* Data section
═══

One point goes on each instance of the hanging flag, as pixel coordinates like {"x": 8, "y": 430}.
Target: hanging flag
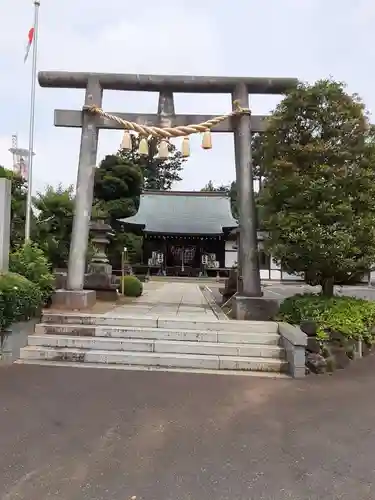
{"x": 29, "y": 43}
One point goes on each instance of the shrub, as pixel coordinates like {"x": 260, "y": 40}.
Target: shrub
{"x": 132, "y": 286}
{"x": 352, "y": 317}
{"x": 20, "y": 299}
{"x": 29, "y": 261}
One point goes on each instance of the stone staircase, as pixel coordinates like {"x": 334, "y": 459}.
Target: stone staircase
{"x": 170, "y": 343}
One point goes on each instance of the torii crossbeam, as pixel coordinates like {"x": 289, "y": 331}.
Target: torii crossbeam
{"x": 241, "y": 126}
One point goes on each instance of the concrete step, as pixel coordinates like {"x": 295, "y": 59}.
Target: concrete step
{"x": 167, "y": 360}
{"x": 68, "y": 364}
{"x": 159, "y": 322}
{"x": 154, "y": 333}
{"x": 157, "y": 346}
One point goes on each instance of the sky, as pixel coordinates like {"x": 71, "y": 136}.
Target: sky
{"x": 305, "y": 39}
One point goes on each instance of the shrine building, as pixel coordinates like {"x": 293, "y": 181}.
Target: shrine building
{"x": 192, "y": 233}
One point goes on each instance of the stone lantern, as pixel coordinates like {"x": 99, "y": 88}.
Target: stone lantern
{"x": 99, "y": 276}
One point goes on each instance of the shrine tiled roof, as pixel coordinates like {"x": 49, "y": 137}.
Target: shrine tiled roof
{"x": 183, "y": 212}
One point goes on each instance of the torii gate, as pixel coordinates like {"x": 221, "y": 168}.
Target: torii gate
{"x": 241, "y": 126}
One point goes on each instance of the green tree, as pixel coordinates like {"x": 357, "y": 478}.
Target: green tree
{"x": 158, "y": 173}
{"x": 117, "y": 188}
{"x": 55, "y": 208}
{"x": 230, "y": 189}
{"x": 318, "y": 196}
{"x": 18, "y": 207}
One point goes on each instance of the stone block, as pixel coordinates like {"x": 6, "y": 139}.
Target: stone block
{"x": 74, "y": 299}
{"x": 255, "y": 308}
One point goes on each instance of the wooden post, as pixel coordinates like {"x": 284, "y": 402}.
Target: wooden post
{"x": 248, "y": 252}
{"x": 84, "y": 191}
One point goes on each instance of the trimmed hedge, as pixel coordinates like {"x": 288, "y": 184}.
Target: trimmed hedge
{"x": 30, "y": 261}
{"x": 132, "y": 286}
{"x": 20, "y": 299}
{"x": 352, "y": 317}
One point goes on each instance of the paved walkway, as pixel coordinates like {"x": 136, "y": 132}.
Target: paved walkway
{"x": 168, "y": 299}
{"x": 89, "y": 434}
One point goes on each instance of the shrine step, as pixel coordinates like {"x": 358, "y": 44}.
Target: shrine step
{"x": 156, "y": 346}
{"x": 160, "y": 322}
{"x": 152, "y": 359}
{"x": 255, "y": 336}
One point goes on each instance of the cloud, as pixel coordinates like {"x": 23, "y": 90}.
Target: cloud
{"x": 289, "y": 38}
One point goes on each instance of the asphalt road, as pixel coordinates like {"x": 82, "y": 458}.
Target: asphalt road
{"x": 79, "y": 434}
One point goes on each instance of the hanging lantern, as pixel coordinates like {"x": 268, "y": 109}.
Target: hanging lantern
{"x": 143, "y": 147}
{"x": 163, "y": 149}
{"x": 185, "y": 149}
{"x": 207, "y": 140}
{"x": 126, "y": 141}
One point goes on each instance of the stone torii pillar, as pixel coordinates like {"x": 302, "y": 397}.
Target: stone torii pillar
{"x": 249, "y": 303}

═══

* What you are asked to do
Excluding pictures, print all lines above exactly.

* Answer
One point goes on each instance of the hanging flag, as pixel coordinates like {"x": 8, "y": 430}.
Target: hanging flag
{"x": 29, "y": 43}
One point goes on each instance of the shrub, as pixel coordinates like {"x": 260, "y": 40}.
Target: shrub
{"x": 132, "y": 286}
{"x": 352, "y": 317}
{"x": 20, "y": 299}
{"x": 29, "y": 261}
One point goes on each instance of the stone staircase, as pixel coordinates like {"x": 334, "y": 459}.
Target: stone staircase
{"x": 170, "y": 343}
One point goes on each instance of the torii crossbeam, as pixel coordinates like {"x": 289, "y": 331}.
Target: torii crossbeam
{"x": 241, "y": 126}
One point goes on each instance of the concrete step, as pixel coordinates like {"x": 295, "y": 59}.
Target: concrete step
{"x": 167, "y": 360}
{"x": 68, "y": 364}
{"x": 159, "y": 322}
{"x": 154, "y": 333}
{"x": 157, "y": 346}
One point goes on each instance of the sky, as pixel coordinates like {"x": 71, "y": 136}.
Target: sky
{"x": 305, "y": 39}
One point goes on each instance of the shrine building, as pixel coordinates like {"x": 293, "y": 181}.
Target: shrine building
{"x": 192, "y": 233}
One point goes on each instance of the stone lantern, as pixel coordinates like {"x": 99, "y": 88}.
Target: stone lantern
{"x": 99, "y": 276}
One point goes on each instance of the shrine tiled roof, as pixel coordinates like {"x": 49, "y": 137}.
Target: shrine tiled roof
{"x": 183, "y": 212}
One point goes on each instance of the torii gate, as pixel coordinates like {"x": 221, "y": 168}.
Target: torii gate
{"x": 241, "y": 126}
One point goes on each instance of the green tree, as pixel coordinates like {"x": 357, "y": 478}.
Target: green tree
{"x": 158, "y": 173}
{"x": 117, "y": 188}
{"x": 55, "y": 208}
{"x": 230, "y": 189}
{"x": 318, "y": 196}
{"x": 18, "y": 207}
One point goes on each instance of the stone block, as pixel coordinates like {"x": 6, "y": 139}.
Target: stone block
{"x": 74, "y": 299}
{"x": 255, "y": 308}
One point goes on each instance of the wooden post, as pixel coordinates like {"x": 284, "y": 402}.
Target: wooden post
{"x": 248, "y": 252}
{"x": 84, "y": 191}
One point goes on each instance of the trimmed hedge, as pixel coordinates like {"x": 288, "y": 184}.
Target: trimmed hedge
{"x": 30, "y": 261}
{"x": 132, "y": 286}
{"x": 20, "y": 299}
{"x": 352, "y": 317}
One point goes on each instance of the paved walkway, as pixel coordinates like {"x": 136, "y": 132}.
Target: paved walkway
{"x": 168, "y": 299}
{"x": 89, "y": 434}
One point goes on each instance of the shrine step, as pixel coordinates like {"x": 358, "y": 44}.
Target: shrine step
{"x": 156, "y": 346}
{"x": 160, "y": 322}
{"x": 152, "y": 359}
{"x": 255, "y": 336}
One point goes on each instance of the cloud, as pixel coordinates like {"x": 23, "y": 90}.
Target: cloud
{"x": 289, "y": 38}
One point goes on each instance of the asphalt road, as pixel coordinates like {"x": 82, "y": 458}.
Target: asphalt road
{"x": 79, "y": 434}
One point goes on each instance of the hanging lantern, as pixel coordinates like {"x": 268, "y": 109}.
Target: hanging lantern
{"x": 143, "y": 147}
{"x": 163, "y": 149}
{"x": 185, "y": 149}
{"x": 207, "y": 140}
{"x": 126, "y": 141}
One point goes on each instance of the stone torii pillar, as pixel coordinates like {"x": 302, "y": 397}.
Target: stone torii pillar
{"x": 249, "y": 303}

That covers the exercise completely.